EXERCISE PROMPT =
Every record needs to come back as written, except for the pictures.

══ PROVIDED DATA

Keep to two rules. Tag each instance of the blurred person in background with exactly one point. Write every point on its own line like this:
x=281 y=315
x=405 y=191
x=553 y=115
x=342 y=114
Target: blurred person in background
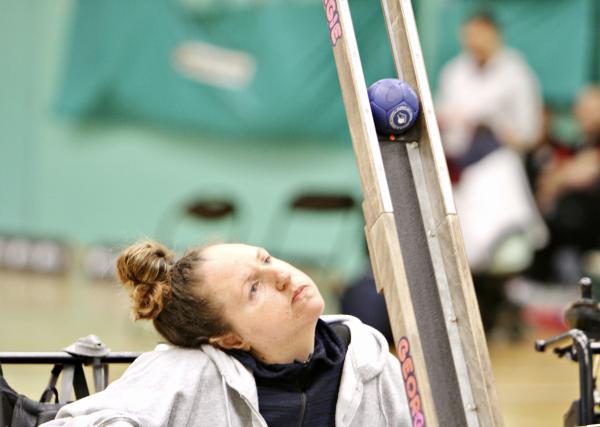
x=249 y=347
x=489 y=108
x=568 y=192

════

EXERCISE RESPONSE =
Keep to two rules. Tag each instance of the blurred person in background with exactly one point. Write every point on its own line like this:
x=281 y=315
x=405 y=191
x=553 y=115
x=342 y=114
Target: blurred person in background
x=249 y=347
x=489 y=108
x=568 y=192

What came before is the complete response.